[Extrait du document]
== == ==

La loi en vue d’un règlement du passé avec l’administration fiscale américaine déclenche la colère du parlement helvétique. Une réaction qui repose largement sur des préjugés et un orgueil mal placé.

Donc c’est «perplexité, consternation et colère». Ce qui fait peut-être beaucoup pour trois misérables articles de loi — un pour la perplexité, un pour la consternation, un pour la colère? Avec quand même deux objectifs clairement identifiés: permettre aux banques suisses concernées de régler leurs différents fiscaux avec les Etats-Unis, premièrement, sans violer pour autant le droit suisse, deuxièmement. Autrement dit: bonsoir le secret bancaire, bonjour la délation.

L’annonce de ce projet de loi par la ministre des finances Eveline Widmer-Schlumpf a évidemment été saluée à l’international — «Jour faste pour la lutte contre l’évasion fiscale», estimaient ainsi les certes tricolores «Echos». Mais, comme on sait, plutôt fraîchement accueillie sous la coupole, avec une unanimité presque suspecte.

== == ==

[Consigne a]
Répondez brièvement aux questions suivantes à partir de l'extrait.
(i) Qui a annoncé le projet de loi ?
(ii) Combien d'articles de loi le projet compte-t-il ?
(iii) Quel journal a titré « Jour faste pour la lutte contre l'évasion fiscale » ?

Extrait d'un fichier de données:
== == ==

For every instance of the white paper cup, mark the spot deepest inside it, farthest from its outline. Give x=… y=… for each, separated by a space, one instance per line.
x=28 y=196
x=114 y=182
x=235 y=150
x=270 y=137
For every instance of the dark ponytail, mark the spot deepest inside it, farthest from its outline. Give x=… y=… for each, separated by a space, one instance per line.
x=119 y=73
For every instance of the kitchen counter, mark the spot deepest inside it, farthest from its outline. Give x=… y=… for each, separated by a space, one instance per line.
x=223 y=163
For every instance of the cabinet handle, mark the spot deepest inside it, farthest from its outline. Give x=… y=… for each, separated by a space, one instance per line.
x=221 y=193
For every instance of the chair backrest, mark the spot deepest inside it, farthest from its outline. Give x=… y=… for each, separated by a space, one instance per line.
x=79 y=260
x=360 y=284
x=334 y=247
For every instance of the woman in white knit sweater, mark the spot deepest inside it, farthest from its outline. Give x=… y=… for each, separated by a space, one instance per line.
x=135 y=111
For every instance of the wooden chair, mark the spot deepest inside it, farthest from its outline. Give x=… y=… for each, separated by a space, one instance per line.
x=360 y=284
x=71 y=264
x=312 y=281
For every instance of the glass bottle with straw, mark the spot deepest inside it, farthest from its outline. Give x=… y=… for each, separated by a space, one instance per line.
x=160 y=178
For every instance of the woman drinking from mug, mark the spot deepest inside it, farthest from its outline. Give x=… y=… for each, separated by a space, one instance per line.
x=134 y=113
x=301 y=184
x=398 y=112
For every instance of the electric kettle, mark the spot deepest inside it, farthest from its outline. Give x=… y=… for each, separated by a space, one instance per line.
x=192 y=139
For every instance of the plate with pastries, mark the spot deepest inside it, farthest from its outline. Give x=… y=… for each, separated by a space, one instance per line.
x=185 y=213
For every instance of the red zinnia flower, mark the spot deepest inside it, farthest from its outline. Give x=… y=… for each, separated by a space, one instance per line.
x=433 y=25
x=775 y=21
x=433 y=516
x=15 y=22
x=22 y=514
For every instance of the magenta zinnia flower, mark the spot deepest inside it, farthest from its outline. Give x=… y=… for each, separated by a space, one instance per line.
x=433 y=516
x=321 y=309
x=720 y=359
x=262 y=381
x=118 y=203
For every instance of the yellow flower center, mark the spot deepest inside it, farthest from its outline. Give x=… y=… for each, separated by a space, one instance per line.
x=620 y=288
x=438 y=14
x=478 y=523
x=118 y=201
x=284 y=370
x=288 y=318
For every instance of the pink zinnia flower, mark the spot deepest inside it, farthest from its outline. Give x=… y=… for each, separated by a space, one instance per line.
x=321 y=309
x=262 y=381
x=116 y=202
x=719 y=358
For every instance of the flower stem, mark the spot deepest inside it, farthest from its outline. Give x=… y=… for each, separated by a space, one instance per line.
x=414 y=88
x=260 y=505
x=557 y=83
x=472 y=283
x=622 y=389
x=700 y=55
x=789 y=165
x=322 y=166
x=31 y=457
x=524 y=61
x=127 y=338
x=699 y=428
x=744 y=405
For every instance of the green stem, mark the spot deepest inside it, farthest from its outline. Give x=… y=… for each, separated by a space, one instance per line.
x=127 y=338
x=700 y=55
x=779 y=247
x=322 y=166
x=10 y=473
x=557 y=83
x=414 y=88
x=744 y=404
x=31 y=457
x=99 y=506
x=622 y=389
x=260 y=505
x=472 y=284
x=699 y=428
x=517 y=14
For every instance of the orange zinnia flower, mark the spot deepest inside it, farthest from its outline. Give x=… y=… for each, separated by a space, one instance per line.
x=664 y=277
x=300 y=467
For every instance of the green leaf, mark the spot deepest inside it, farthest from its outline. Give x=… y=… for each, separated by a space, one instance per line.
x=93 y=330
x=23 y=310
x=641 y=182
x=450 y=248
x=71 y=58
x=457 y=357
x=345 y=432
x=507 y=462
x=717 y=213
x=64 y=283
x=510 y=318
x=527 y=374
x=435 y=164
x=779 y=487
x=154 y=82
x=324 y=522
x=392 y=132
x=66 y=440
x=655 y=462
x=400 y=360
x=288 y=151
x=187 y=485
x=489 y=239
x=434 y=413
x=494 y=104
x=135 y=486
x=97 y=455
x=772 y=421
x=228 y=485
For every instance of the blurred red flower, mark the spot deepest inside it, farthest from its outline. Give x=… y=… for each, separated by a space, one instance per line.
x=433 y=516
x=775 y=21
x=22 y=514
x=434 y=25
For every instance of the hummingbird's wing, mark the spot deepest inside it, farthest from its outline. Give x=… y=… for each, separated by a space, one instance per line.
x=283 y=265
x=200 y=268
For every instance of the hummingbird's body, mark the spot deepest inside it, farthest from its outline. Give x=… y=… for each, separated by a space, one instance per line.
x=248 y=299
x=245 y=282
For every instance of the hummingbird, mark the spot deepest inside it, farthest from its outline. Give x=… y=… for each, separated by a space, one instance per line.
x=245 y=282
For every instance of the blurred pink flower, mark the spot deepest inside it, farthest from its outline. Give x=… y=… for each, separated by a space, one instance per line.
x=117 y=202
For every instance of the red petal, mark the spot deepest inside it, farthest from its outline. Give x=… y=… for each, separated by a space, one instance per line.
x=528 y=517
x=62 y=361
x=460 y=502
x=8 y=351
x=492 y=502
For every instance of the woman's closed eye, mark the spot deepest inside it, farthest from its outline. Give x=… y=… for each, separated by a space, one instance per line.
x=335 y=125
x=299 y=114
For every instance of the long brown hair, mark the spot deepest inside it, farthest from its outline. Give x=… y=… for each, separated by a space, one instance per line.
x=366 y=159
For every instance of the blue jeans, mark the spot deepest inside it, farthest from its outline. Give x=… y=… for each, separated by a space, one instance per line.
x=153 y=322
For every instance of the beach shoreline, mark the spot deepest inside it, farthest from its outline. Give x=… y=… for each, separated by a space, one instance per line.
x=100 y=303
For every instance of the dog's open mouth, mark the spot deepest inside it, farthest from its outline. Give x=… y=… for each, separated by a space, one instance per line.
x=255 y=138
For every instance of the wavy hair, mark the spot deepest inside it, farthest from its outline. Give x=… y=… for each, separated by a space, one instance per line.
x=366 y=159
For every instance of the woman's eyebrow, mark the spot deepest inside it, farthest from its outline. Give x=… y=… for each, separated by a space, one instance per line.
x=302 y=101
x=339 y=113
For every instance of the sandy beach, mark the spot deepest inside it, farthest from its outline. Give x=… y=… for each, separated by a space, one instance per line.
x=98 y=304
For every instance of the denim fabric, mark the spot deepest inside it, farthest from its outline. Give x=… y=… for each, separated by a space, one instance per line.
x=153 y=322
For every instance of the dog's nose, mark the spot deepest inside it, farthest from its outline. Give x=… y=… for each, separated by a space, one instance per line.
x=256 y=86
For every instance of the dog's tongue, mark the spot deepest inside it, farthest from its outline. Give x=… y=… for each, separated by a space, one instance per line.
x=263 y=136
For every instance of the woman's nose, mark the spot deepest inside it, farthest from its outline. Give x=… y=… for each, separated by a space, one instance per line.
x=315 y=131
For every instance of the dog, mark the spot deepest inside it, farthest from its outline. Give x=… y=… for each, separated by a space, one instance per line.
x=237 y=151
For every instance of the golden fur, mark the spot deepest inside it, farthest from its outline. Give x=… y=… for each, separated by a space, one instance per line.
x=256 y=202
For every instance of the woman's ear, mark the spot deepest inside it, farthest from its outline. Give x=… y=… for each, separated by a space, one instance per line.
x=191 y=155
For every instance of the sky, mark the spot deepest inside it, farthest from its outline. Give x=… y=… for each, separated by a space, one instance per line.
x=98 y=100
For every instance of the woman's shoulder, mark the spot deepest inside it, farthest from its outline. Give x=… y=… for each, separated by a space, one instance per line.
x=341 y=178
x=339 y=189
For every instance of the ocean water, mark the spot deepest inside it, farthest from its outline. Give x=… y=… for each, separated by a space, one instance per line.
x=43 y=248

== == ==

[Consigne b]
Reproduisez à l'identique les lignes des enregistrements, de la ligne contenant « For every instance of the dark » à la ligne contenant « x=312 y=281 », ces deux lignes comprises.

[Réponse attendue a]
(i) La ministre des finances Eveline Widmer-Schlumpf.
(ii) Trois.
(iii) Les « Echos ».

[Réponse attendue b]
For every instance of the dark ponytail, mark the spot deepest inside it, farthest from its outline. Give x=… y=… for each, separated by a space, one instance per line.
x=119 y=73
For every instance of the kitchen counter, mark the spot deepest inside it, farthest from its outline. Give x=… y=… for each, separated by a space, one instance per line.
x=223 y=163
For every instance of the cabinet handle, mark the spot deepest inside it, farthest from its outline. Give x=… y=… for each, separated by a space, one instance per line.
x=221 y=193
For every instance of the chair backrest, mark the spot deepest inside it, farthest from its outline. Give x=… y=… for each, separated by a space, one instance per line.
x=79 y=260
x=360 y=284
x=334 y=247
For every instance of the woman in white knit sweater, mark the spot deepest inside it, farthest from its outline. Give x=… y=… for each, separated by a space, one instance per line.
x=135 y=111
For every instance of the wooden chair, mark the spot deepest inside it, farthest from its outline. Give x=… y=… for each, separated by a space, one instance per line.
x=360 y=284
x=71 y=264
x=312 y=281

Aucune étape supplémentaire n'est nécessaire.